● Что сделать:
Напишите продолжение текста о выставке Ильи Глазунова в Манеже, начав сразу после его последнего предложения.

● Исходный текст:
+ + + + + + +

Другой, немецкий, журналист в «Зюддойче цайтунг» констатировал, что Илья Глазунов – единственный из живущих художников, которого знают широкие слои населения. Иностранцы поражались, наблюдая за сценами у стен Манежа, куда приходили занимать очередь со стульями и спальными мешками, чтобы утром первыми войти в зал.
Видя народ перед картинами, числом напоминающий болельщиков на стадионах, фанатов на концертах рок-звезд, искусствоведы придумали теорию, по которой выводили художника за черту классического искусства, в область массовой культуры. Тогда все легко объяснялось: люди в Манеже – не зрители, а толпа, и судить представленное следует не по известным правилам, а по законам массовой культуры, культуры разменных ценностей.
Но если все так просто, то почему Глазунов до сих пор в гордом одиночестве, только он пользуется таким вниманием публики, почему никто из честолюбивых художников не составил ему конкуренции на поприще «изошоубизнеса», почему никто не берет в руки кисть, звенящую, как электрогитара, и не выходит с ней на подмостки Манежа, собирая толпы? Ответ ясен: потому что Глазунов – не визажист и клипмейкер, как его клеймят, а классик. Занять рядом с ним место можно, только нужно быть классиком.
* * *
Что бы там ни писали, что бы ни говорили, а произошло в Манеже явление небывалое. На стенах громадного зала вывешены были сотни картин, рисунков, портретов одного автора, а люди с утра до вечера, словно завороженные, простаивали перед образами художника, открывшего народу прошлое.

+ + + + + + +

(Данные для указания объектов по описанию)
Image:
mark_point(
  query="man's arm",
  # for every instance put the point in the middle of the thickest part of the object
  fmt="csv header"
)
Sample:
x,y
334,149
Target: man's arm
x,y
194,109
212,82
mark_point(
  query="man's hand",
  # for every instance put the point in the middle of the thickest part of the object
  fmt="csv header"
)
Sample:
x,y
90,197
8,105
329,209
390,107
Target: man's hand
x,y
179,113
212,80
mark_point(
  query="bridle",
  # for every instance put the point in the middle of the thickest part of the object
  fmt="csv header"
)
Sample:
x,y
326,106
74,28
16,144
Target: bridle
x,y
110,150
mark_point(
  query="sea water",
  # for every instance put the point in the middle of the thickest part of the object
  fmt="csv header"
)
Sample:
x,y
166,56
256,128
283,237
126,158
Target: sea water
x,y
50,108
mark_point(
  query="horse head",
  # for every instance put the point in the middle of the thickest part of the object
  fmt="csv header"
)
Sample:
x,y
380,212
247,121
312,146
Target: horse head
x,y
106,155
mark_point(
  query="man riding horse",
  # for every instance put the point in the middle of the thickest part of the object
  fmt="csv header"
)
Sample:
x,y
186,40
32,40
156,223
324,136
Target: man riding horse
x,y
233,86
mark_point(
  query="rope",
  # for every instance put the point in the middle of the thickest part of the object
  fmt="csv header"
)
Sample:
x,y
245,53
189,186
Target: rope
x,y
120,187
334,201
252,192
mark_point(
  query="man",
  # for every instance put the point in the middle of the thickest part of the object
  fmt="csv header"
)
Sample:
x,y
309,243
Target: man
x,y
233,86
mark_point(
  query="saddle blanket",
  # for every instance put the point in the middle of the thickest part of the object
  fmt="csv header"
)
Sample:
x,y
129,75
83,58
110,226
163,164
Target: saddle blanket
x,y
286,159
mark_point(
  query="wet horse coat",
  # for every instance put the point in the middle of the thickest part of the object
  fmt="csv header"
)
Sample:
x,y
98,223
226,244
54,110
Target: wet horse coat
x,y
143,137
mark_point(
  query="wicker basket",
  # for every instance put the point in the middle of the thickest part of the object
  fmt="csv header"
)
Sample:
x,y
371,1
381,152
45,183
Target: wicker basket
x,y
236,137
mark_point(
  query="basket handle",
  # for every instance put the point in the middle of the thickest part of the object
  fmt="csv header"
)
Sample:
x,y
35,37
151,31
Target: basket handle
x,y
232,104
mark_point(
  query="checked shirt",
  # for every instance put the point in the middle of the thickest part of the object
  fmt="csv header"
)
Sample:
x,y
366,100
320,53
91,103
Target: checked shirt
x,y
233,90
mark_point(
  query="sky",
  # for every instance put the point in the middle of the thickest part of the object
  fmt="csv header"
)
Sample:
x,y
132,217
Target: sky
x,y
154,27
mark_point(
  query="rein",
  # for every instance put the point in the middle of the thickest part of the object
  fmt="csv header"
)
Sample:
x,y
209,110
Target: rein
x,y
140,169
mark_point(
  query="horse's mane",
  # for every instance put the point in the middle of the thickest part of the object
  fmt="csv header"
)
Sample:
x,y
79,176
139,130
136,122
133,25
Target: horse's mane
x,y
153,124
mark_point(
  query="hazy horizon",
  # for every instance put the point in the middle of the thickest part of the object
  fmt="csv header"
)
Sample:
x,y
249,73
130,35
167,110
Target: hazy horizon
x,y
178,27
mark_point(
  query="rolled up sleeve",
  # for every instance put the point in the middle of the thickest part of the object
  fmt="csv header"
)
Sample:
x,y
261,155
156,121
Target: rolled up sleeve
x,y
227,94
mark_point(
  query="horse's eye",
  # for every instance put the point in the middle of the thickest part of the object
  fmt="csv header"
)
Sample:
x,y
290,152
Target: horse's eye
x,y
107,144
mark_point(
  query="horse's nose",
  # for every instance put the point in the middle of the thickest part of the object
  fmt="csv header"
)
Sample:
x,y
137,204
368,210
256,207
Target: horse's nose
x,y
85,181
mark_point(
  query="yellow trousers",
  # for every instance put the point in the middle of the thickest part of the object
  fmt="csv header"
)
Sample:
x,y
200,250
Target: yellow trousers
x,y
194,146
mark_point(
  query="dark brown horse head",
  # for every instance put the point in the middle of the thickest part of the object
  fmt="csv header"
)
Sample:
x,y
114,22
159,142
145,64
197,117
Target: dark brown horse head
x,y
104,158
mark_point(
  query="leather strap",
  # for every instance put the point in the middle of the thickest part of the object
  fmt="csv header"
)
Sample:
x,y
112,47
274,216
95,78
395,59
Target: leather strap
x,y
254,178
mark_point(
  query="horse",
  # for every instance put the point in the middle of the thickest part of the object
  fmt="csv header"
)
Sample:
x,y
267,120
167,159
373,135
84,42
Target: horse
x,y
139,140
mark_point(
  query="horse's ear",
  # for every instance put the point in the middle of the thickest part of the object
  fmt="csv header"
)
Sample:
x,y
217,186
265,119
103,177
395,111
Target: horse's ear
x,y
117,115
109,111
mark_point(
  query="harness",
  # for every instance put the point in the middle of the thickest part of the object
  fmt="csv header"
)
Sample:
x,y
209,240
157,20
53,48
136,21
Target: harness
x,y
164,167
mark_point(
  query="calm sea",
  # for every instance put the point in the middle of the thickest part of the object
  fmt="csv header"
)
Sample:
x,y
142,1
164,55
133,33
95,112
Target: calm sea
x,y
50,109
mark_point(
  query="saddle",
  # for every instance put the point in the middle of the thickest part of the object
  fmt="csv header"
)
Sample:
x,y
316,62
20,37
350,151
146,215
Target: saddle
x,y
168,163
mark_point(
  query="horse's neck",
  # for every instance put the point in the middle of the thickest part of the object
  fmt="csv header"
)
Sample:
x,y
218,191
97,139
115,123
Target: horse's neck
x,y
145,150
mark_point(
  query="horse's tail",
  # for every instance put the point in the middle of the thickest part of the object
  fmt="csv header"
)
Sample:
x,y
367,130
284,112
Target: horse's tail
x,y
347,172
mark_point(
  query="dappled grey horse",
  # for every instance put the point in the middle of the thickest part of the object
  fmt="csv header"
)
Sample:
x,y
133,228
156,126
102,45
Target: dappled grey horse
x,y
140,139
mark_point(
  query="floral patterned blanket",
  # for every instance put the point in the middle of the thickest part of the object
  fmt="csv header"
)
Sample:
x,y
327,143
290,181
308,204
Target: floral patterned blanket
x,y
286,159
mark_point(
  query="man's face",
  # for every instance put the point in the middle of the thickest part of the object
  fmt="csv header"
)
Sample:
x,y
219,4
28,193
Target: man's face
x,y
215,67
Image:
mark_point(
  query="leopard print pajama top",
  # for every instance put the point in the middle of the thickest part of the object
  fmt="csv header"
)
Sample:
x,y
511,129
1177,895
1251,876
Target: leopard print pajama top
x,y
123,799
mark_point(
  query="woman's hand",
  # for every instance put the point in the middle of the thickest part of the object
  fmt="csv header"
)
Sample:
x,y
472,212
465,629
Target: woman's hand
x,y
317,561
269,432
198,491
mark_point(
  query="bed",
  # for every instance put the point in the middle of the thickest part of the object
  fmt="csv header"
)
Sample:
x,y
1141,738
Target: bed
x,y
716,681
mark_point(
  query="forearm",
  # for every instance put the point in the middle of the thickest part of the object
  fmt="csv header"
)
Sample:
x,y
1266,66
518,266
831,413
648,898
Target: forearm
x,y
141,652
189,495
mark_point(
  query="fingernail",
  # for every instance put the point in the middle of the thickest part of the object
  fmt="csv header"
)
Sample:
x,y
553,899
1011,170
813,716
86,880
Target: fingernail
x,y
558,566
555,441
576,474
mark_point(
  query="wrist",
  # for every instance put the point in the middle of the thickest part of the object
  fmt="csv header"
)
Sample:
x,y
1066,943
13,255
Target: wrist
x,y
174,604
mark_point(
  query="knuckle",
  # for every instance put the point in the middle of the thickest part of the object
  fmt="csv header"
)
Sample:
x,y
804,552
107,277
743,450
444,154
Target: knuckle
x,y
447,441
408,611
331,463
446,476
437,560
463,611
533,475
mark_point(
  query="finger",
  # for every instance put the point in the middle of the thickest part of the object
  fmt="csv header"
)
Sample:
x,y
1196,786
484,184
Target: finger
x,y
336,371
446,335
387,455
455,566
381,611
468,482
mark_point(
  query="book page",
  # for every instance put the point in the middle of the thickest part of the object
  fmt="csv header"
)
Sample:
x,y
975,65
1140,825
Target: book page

+ + + + + + +

● Результат:
Под одной крышей оказались рядом безымянные старики, которых в юности без устали зарисовывал студент. Казалось бы, зачем? Старик с бородой, старик в кепке, старик с повязкой на глазу и просто старик… Но от этого истока река творчества потекла к таким шедеврам, как «Старик», представший у самовара с расписным чайником, под иконой в прекрасном окладе.
Узрели тогда и другого старика на картине «За ваше здоровье», со стаканом водки в руке, нашедшего пристанище в углу какого-то колхозного клуба, увешанного плакатами, в изобилии поступавшими в деревенские очаги культуры вместо товаров в магазины. В год шестидесятилетия СССР этот старик не вписывался в праздничный интерьер страны, отмечавшей юбилей. Спустя год из-за этой картины не открывали выставку Глазунова в родном Ленинграде, только московские товарищи из ЦК смогли убедить питерских твердолобых: ладно, пусть себе выставляется, советской власти не убудет.
После Москвы увидели мужичка со стаканом в Горьковском художественном музее студенты, вшестером подписавшие в местной газете рецензию-протест:
«При восприятии „За ваше здоровье“ остро ощущается дисгармония между живописной и плакатной частями картины. Живопись – воплощенная жизнь с ее глубиной, а плакатность на ее фоне – всего лишь подклейка, подделка под жизнь. Однако на плакатной части этой картины запечатлены дорогие советскому человеку образы и реальности нашей жизни. Неизбежно возникают вопросы к художнику… Вот один из них: как же так, для чего „смонтирован“ в картине стакан и строки, отсылающие к гордо патриотическим стихам о советском паспорте В. Маяковского…»
Потому смонтировал стакан, причем с водкой, что совсем не дороги автору были уже тогда эти самые «образы и реальности», какие грели сердца шестерых рецензентов и многих других одурманенных советской пропагандой граждан. Если сегодня эти «образы и реальности» большинство не греют, то в этом есть заслуга художника.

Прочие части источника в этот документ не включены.